=== TRY IT ===
Please repeat the line that has "Task: point out each instance of the concrete block" and all lines after it, exactly as they appear, through the end of the entries.

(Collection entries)

•••••

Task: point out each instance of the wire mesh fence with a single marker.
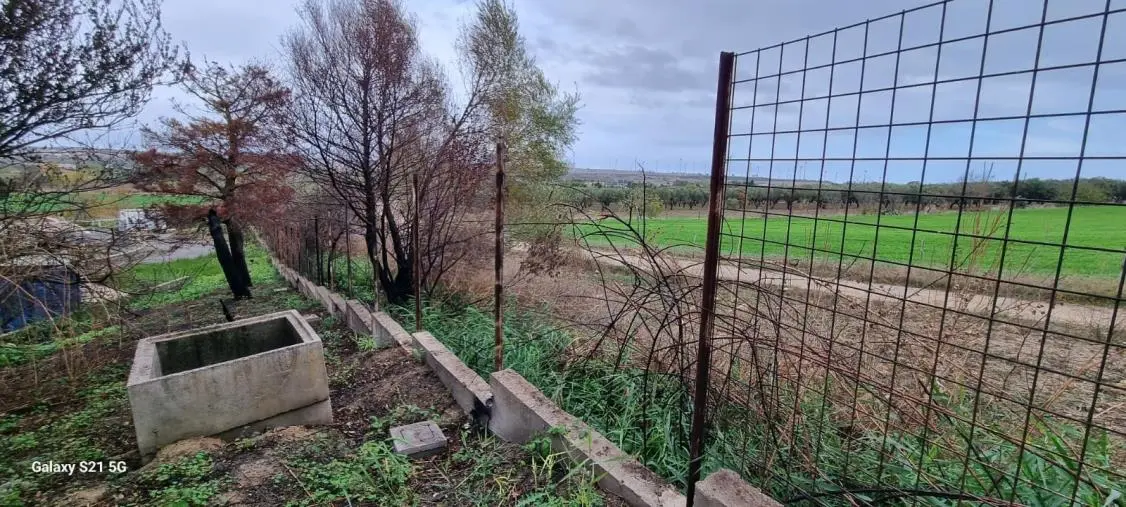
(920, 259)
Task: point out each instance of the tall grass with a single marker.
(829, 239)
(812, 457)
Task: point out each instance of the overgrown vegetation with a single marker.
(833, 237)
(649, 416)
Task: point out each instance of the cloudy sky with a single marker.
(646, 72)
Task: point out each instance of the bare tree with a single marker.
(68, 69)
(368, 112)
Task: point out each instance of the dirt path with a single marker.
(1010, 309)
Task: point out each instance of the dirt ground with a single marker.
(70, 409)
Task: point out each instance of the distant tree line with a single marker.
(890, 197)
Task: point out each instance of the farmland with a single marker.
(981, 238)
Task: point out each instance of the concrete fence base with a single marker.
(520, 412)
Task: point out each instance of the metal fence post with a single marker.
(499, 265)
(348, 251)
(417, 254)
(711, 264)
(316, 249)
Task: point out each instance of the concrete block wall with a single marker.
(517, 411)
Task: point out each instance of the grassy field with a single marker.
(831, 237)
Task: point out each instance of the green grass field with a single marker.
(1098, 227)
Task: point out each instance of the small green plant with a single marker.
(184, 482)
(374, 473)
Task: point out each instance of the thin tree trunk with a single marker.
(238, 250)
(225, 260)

•••••

=== SOLUTION TO THE PROBLEM ===
Task: point out each instance of the concrete block wall with a single marker.
(517, 411)
Task: point out each instance of the grassy field with a single marker.
(831, 237)
Task: point out each instance of the green grass field with a single marker.
(1098, 227)
Task: point out each instance of the small green plant with a single marker.
(184, 482)
(374, 473)
Task: point out each instance of the thin tree trunk with a single marker.
(238, 250)
(225, 260)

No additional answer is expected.